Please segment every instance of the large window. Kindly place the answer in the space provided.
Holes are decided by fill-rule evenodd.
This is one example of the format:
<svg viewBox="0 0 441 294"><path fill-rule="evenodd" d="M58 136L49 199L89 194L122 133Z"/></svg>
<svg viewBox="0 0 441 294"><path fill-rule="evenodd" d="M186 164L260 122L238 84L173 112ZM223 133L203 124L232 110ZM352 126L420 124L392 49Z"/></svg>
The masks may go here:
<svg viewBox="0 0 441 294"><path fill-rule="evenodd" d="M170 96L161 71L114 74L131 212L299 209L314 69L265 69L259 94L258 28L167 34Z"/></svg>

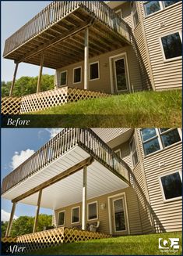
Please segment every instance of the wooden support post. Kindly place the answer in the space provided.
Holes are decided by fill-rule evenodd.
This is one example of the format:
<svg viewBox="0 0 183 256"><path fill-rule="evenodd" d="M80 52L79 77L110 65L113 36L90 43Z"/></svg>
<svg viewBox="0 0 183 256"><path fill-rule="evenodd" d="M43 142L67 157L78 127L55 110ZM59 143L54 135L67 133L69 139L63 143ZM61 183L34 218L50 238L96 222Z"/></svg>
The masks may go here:
<svg viewBox="0 0 183 256"><path fill-rule="evenodd" d="M34 223L33 223L33 233L35 233L37 231L37 225L39 212L40 212L40 204L41 196L42 196L42 189L40 190L39 195L38 195L36 216L35 216Z"/></svg>
<svg viewBox="0 0 183 256"><path fill-rule="evenodd" d="M89 70L89 28L85 29L85 55L84 55L84 89L88 89Z"/></svg>
<svg viewBox="0 0 183 256"><path fill-rule="evenodd" d="M40 63L40 73L37 80L37 93L40 92L40 82L41 82L41 77L42 77L42 71L43 71L43 64L44 64L44 53L42 53Z"/></svg>
<svg viewBox="0 0 183 256"><path fill-rule="evenodd" d="M15 214L15 211L16 211L16 203L12 204L12 211L11 211L9 224L7 226L7 229L5 232L5 236L9 236L9 234L11 232L12 220L13 220L13 217L14 217L14 214Z"/></svg>
<svg viewBox="0 0 183 256"><path fill-rule="evenodd" d="M82 229L86 229L86 198L87 198L87 166L83 168L83 200L82 200Z"/></svg>
<svg viewBox="0 0 183 256"><path fill-rule="evenodd" d="M13 91L13 88L14 88L14 85L15 85L15 82L16 82L16 76L18 67L19 67L19 63L16 63L16 67L15 67L15 71L14 71L14 74L13 74L12 85L11 85L11 88L10 88L9 97L11 97L12 96L12 91Z"/></svg>

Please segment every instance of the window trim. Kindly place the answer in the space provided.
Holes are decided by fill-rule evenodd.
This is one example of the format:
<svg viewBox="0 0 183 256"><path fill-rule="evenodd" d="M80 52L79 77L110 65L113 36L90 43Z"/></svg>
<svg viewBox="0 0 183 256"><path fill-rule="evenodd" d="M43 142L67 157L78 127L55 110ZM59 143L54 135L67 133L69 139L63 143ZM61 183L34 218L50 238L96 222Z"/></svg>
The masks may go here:
<svg viewBox="0 0 183 256"><path fill-rule="evenodd" d="M144 151L144 148L143 148L143 143L144 143L144 141L143 141L143 136L142 136L142 133L141 133L141 130L142 130L142 129L143 129L143 128L140 129L140 137L141 137L141 141L142 141L142 144L143 144L143 156L144 156L144 158L146 158L146 157L150 157L150 156L153 156L153 155L157 153L158 152L161 152L161 151L163 151L163 150L166 150L167 149L169 149L169 148L171 148L171 147L172 147L172 146L174 146L178 145L178 144L180 144L180 143L182 142L182 133L181 133L181 128L169 128L167 131L166 131L166 132L164 132L166 133L166 132L171 132L171 131L173 131L173 130L177 129L178 132L178 134L179 134L179 136L180 136L181 140L180 140L179 142L175 142L175 143L173 143L173 144L171 144L171 145L170 145L170 146L166 146L166 147L164 147L164 146L163 146L162 141L161 141L161 138L160 138L160 135L162 135L162 133L160 133L160 131L159 131L159 128L155 128L156 132L157 132L157 135L154 136L154 137L153 137L153 138L150 138L150 139L146 140L145 142L149 142L149 141L151 140L151 139L153 139L157 138L157 139L158 139L158 142L159 142L159 144L160 144L160 149L158 150L157 150L157 151L155 151L155 152L153 152L153 153L149 153L148 155L146 155L145 151ZM158 133L157 133L157 132L158 132ZM164 135L164 133L163 133L163 135Z"/></svg>
<svg viewBox="0 0 183 256"><path fill-rule="evenodd" d="M81 70L80 81L76 81L76 82L75 82L75 81L74 81L74 71L75 71L75 70L77 70L77 69L79 69L79 68L80 68L80 70ZM76 84L81 84L81 83L82 83L82 66L76 67L73 68L73 79L72 79L72 83L73 83L74 85L76 85Z"/></svg>
<svg viewBox="0 0 183 256"><path fill-rule="evenodd" d="M77 222L72 222L72 210L79 208L79 221ZM80 223L80 206L76 206L71 208L71 224L79 224Z"/></svg>
<svg viewBox="0 0 183 256"><path fill-rule="evenodd" d="M131 146L130 146L130 144L131 144L131 142L132 142L132 141L134 139L134 142L135 142L135 151L136 151L136 154L137 154L137 162L136 162L136 164L134 165L133 164L133 158L132 158L132 157L133 157L133 153L135 153L135 151L132 153L132 149L131 149ZM135 136L132 136L132 138L130 139L130 141L129 141L129 149L130 149L130 157L131 157L131 162L132 162L132 167L133 167L133 168L135 168L135 167L137 165L137 164L139 164L139 154L138 154L138 152L137 152L137 146L136 146L136 140L135 140Z"/></svg>
<svg viewBox="0 0 183 256"><path fill-rule="evenodd" d="M179 34L179 36L180 36L180 38L181 38L181 43L182 43L182 31L181 31L181 29L176 30L176 31L171 31L171 32L169 31L169 32L167 32L166 34L161 34L159 37L159 41L160 41L160 49L161 49L161 52L162 52L162 56L163 56L163 59L164 59L164 63L167 63L167 62L170 62L170 61L174 61L174 60L178 60L178 59L182 59L182 56L178 56L178 57L174 57L174 58L171 58L171 59L166 59L166 57L165 57L164 46L163 46L163 44L162 44L161 38L164 38L164 37L166 37L167 35L170 35L170 34L175 34L175 33L178 33Z"/></svg>
<svg viewBox="0 0 183 256"><path fill-rule="evenodd" d="M63 73L66 73L66 84L65 84L65 85L61 85L61 75L62 75L62 74L63 74ZM61 72L60 72L60 87L62 87L62 86L65 86L65 85L67 85L67 81L68 81L68 70L63 70L63 71L61 71Z"/></svg>
<svg viewBox="0 0 183 256"><path fill-rule="evenodd" d="M90 79L90 67L92 64L95 64L95 63L98 64L98 78ZM97 60L89 64L89 81L96 81L99 79L100 79L100 68L99 68L99 60Z"/></svg>
<svg viewBox="0 0 183 256"><path fill-rule="evenodd" d="M58 222L59 222L59 214L61 212L64 212L64 224L62 225L58 225ZM58 227L62 227L62 226L65 226L65 215L66 215L66 211L65 210L62 210L62 211L60 211L58 212Z"/></svg>
<svg viewBox="0 0 183 256"><path fill-rule="evenodd" d="M164 177L164 176L167 176L167 175L172 175L172 174L176 173L176 172L179 173L179 175L180 175L180 178L181 178L181 183L182 183L182 174L181 174L181 170L174 170L174 171L168 171L168 172L162 174L161 175L160 175L158 177L164 203L167 203L167 202L170 202L170 201L175 201L175 200L178 200L182 199L182 196L178 197L174 197L174 198L170 198L170 199L166 199L165 195L164 195L164 187L163 187L163 184L162 184L162 182L161 182L161 178Z"/></svg>
<svg viewBox="0 0 183 256"><path fill-rule="evenodd" d="M144 13L144 17L145 17L145 19L153 16L155 13L160 13L160 12L164 11L164 10L167 9L168 8L171 8L172 6L174 6L175 5L178 5L178 4L180 4L181 2L181 1L179 1L178 2L175 2L175 3L174 3L174 4L167 6L167 7L165 7L165 5L164 5L164 4L163 2L164 1L158 1L160 2L160 9L159 11L157 11L155 13L153 13L151 14L147 15L146 14L146 9L145 5L144 5L147 2L150 2L150 1L143 1L143 13Z"/></svg>
<svg viewBox="0 0 183 256"><path fill-rule="evenodd" d="M89 205L90 204L97 204L97 218L90 218L89 219ZM90 222L90 221L95 221L98 219L98 201L93 201L93 202L90 202L87 204L87 221Z"/></svg>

◇ ◇ ◇ ◇ ◇

Task details = Reproduce the listing above word for word, from its first line through the line that contains "96L161 71L114 74L131", and go no further.

Final answer =
Please segment every instance of the large window. Kindly place the answer in the space provided.
Holes are decided by fill-rule evenodd.
This is one example of the format:
<svg viewBox="0 0 441 294"><path fill-rule="evenodd" d="M58 136L49 199L89 194L122 133Z"/></svg>
<svg viewBox="0 0 441 294"><path fill-rule="evenodd" d="M186 164L260 122L238 84L173 112ZM223 133L203 124L232 110ZM352 126L420 124L392 49Z"/></svg>
The masks may go here:
<svg viewBox="0 0 441 294"><path fill-rule="evenodd" d="M170 96L161 71L114 74L131 212L299 209L314 69L265 69L259 94L258 28L167 34Z"/></svg>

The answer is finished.